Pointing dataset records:
━━━━━━━━━━━━━━━━━━━━━━━━━━━━━━

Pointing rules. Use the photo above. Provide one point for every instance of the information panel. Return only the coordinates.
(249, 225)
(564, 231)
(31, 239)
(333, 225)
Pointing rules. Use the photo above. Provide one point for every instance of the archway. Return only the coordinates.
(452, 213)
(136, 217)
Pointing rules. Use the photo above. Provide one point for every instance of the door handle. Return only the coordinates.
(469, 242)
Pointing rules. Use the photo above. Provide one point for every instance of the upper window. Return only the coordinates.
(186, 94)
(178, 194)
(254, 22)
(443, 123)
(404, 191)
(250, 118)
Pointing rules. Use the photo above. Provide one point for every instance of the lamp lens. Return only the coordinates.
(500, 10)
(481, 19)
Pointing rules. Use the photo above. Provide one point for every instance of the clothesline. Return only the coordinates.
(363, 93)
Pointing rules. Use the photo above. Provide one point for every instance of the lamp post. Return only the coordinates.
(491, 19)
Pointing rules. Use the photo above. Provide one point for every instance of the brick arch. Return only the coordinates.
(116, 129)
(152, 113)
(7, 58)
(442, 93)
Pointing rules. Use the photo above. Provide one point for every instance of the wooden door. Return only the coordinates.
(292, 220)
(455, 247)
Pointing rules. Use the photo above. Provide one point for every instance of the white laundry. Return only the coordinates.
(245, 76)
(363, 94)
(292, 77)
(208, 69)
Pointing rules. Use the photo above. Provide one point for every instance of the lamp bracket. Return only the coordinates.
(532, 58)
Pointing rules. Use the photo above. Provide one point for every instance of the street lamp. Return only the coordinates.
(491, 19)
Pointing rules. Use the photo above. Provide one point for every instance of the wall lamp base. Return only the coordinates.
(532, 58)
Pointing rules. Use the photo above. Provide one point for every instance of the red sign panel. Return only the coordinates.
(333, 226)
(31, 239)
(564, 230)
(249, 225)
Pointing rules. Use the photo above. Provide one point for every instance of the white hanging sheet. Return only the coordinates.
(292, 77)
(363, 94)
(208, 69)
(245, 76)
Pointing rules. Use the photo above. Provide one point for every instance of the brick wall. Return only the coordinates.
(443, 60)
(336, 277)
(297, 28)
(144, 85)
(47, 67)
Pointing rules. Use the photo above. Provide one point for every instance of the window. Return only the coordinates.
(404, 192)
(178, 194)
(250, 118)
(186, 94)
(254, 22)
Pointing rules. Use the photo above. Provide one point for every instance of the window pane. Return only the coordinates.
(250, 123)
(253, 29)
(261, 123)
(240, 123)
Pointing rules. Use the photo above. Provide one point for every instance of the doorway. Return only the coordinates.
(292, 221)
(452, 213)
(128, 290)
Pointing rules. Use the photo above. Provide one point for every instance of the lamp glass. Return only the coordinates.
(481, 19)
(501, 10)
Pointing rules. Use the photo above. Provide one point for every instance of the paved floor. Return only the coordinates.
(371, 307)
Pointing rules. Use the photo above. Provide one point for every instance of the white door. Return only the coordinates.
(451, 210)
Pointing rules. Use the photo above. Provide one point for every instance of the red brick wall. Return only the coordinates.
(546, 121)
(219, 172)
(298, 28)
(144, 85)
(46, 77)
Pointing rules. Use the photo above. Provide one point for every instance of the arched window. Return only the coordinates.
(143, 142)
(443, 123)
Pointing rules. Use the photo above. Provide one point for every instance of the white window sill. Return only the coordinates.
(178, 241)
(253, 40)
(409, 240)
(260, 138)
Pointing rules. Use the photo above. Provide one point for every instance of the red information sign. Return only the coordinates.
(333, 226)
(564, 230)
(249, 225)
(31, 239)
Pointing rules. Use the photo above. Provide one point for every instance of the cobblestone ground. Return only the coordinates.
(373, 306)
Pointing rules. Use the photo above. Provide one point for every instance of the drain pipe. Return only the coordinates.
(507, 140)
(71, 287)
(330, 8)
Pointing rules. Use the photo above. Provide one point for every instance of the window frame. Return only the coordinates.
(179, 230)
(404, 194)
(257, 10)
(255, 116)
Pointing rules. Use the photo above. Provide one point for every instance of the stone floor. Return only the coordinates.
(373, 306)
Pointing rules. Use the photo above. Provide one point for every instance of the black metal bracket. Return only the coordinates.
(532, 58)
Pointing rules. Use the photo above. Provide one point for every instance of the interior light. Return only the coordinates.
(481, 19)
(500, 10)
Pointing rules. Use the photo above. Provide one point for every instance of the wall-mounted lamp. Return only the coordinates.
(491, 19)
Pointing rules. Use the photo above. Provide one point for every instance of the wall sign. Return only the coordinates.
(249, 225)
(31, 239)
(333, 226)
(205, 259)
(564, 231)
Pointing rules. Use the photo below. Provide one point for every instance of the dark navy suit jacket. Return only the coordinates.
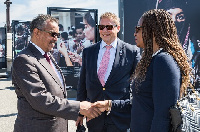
(117, 86)
(156, 94)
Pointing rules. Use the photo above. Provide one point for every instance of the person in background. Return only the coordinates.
(90, 27)
(185, 14)
(40, 85)
(161, 76)
(105, 75)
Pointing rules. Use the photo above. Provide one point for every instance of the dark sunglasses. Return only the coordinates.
(109, 27)
(137, 28)
(53, 34)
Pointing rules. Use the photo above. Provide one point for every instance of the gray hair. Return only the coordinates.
(40, 21)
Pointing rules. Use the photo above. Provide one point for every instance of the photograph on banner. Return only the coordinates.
(186, 16)
(2, 47)
(21, 35)
(77, 29)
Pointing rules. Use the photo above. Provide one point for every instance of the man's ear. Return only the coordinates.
(36, 32)
(118, 28)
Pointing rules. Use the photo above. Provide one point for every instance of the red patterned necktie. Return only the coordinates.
(47, 57)
(104, 65)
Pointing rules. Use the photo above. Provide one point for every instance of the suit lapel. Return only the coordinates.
(58, 69)
(119, 57)
(42, 60)
(95, 57)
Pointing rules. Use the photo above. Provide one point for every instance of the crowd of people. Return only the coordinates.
(73, 41)
(111, 71)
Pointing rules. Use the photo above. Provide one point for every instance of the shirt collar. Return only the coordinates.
(113, 44)
(41, 51)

━━━━━━━━━━━━━━━━━━━━━━━━━━━━━━

Please substitute "Give only the coordinates" for "Return only the coordinates" throughout the listing above and keep everything else the same. Leave the pictures out of your answer.

* Exercise output
Pointing rules. Use the photo above. Provide one point for every instance of the information panel. Give only the coordinates.
(249, 225)
(564, 231)
(31, 239)
(333, 225)
Pointing rules. Use the photo above. Provide one point for every instance of the archway. Give only the coordinates.
(452, 213)
(136, 217)
Pointing rules. Use the photo above. Provide one point for every instance of the door handle. Give only the coordinates.
(469, 242)
Pointing rules. Use the photo above. Provide one point for every instance of the upper window. Give only the coordinates.
(186, 94)
(178, 194)
(254, 22)
(443, 123)
(404, 191)
(250, 118)
Pointing rules. Use the photo above. Provide one point for every instance of the lamp lens. Give only the coordinates.
(500, 10)
(481, 19)
Pointing rules. Use the photo above. Provide one point for every instance of the clothesline. Give only the coordinates.
(363, 93)
Pointing rules. Use the photo above. Provide one point for every instance of the lamp post. Give only the coordinates.
(491, 19)
Pointing rules. Use the photo above. Provide one point for every instance of the brick arch. Give only the coordinates.
(116, 129)
(152, 113)
(7, 58)
(442, 93)
Pointing rules. Use the photo above. Provide one point for every instance of the wooden door. Give only the coordinates.
(292, 220)
(455, 247)
Pointing rules. Use the photo above. Provide one point for every instance of the white laundry. Give only the coordinates.
(245, 76)
(363, 94)
(292, 77)
(208, 69)
Pointing rules. Use the photo above. Provide one point for every instance of the lamp bracket. Give only the coordinates.
(532, 58)
Pointing rules. Use the photo above. Provide one point for every instance of the street lamp. Give only the coordinates.
(491, 19)
Pointing rules. Use the photo above. Provide one point for every instance of the wall lamp base. Give only the coordinates.
(532, 58)
Pointing rules. Use the photo above. Provide one point for every instance of the red sign panel. Give only the coordinates.
(333, 226)
(31, 239)
(564, 230)
(249, 225)
Pointing rules. Use the photo above. Provide one point for every instance of the white hanging sheet. Give only the coordinates.
(292, 77)
(363, 94)
(208, 69)
(245, 76)
Pointing rules. Use the photo above. Provide one point for every instance of the brick wall. Give only the coordinates.
(443, 60)
(336, 277)
(297, 28)
(144, 85)
(47, 67)
Pointing rules. Use the photo above. Provide one point for every instance of the window. Give only the coordinates.
(404, 192)
(178, 194)
(250, 118)
(186, 94)
(254, 22)
Pointing rules. Use the photo above. Provide one point for every instance of the window pane. Give only the coordinates.
(250, 123)
(253, 29)
(261, 123)
(240, 123)
Pointing rules. Use the photo above. Provide one point for every instance of the doorway. Give only the coordinates.
(292, 221)
(452, 213)
(128, 290)
Pointing rules. Use the photo above. Provide one point for every instance of the lamp glass. Give only the coordinates.
(481, 19)
(501, 10)
Pointing rules. Use the photo above. Provide one point for every instance of the paved floor. Give only the coordinates.
(371, 307)
Pointing rules. Use the photo above. Provide one point for every instance of the white door. Give only the coordinates.
(451, 210)
Pointing rules. Use the photo above. Provide one point for every instance of the red brick wall. Give only the coordinates.
(546, 121)
(219, 172)
(298, 28)
(144, 85)
(46, 77)
Pointing rules. Use the photo above. Provide one point for every instance of the arched window. Give only the coordinates.
(143, 142)
(443, 123)
Pointing rules. Use the photo above. Provide one point for every instance of the white window sill. Give only the coordinates.
(178, 241)
(253, 40)
(409, 240)
(260, 138)
Pointing rules. Use the photo above. Provide one point for every instance of the red information sign. Give only the coordinates.
(333, 226)
(564, 230)
(249, 225)
(31, 239)
Pointing rules. Use the photo above. Provide one point for every instance of the cobblestone ground. Give only the coordinates.
(373, 306)
Pointing rules. Use the photo above. Provide one point for every instance of the drain pipe. Give only the coordinates.
(507, 140)
(71, 287)
(330, 8)
Pointing rules. Use the photo above. Provide one point for every instance of the window frame. Give only the coordinates.
(179, 230)
(404, 194)
(257, 10)
(255, 116)
Pointing rules. Use the photo above. Provide one point for every instance of the stone floor. Give only the coordinates.
(373, 306)
Pointing rules. Use the photo above. Provide one point for every instance of the black metal bracket. Give only the coordinates.
(532, 58)
Pointing rules. Use the photo above. Provide one point for every instance of the interior light. Give only the coordinates.
(481, 19)
(500, 10)
Pointing rules. Use the photo above. Provide one point for every instance of the wall-mounted lamp. Give only the coordinates.
(491, 19)
Pointing rules. Use the photo above. Provide one point for every instance of the wall sign. Give only the coordinates.
(249, 225)
(31, 239)
(333, 226)
(205, 259)
(564, 231)
Pointing rules. Use the photo below. Provide one point for every instance of the dark navy suit jacket. Give only the coordinates.
(117, 86)
(156, 94)
Pointing rules. Use the photo above. Provide one point for every instance of the person in background. Give only the coordinates.
(90, 27)
(185, 14)
(40, 85)
(161, 76)
(105, 75)
Pointing rules. Use the photo above. Provide one point for every instance of the dark sunglasses. Give only the coordinates.
(109, 27)
(137, 28)
(53, 34)
Pointing rules. Use the photo above. Provide one point for every instance of the gray hair. Give only the coordinates.
(40, 21)
Pointing rules. Use the photo above. Provide one point for every instance of the photograph on banner. Give only the coordinates.
(186, 16)
(2, 47)
(21, 35)
(77, 29)
Pointing rules. Use the photo above. Provide one point for every instance of the man's ear. Give only the coordinates.
(36, 32)
(118, 28)
Pointing rules. Use the photo above. Provide one point for every instance of the red patterned necktie. Give only the coordinates.
(47, 57)
(104, 65)
Pointing rules. Use the photo above. Provide one point for every instance of the suit lapel. Give only the coordinates.
(58, 69)
(119, 57)
(42, 60)
(95, 57)
Pointing rules. Use the photo above. Provide one point for every instance of the crowd of people. Give only the coordinates.
(73, 41)
(111, 71)
Pointing rules. Use the photo above. Provide one point for every instance of the shirt collar. Give only the coordinates.
(113, 44)
(41, 51)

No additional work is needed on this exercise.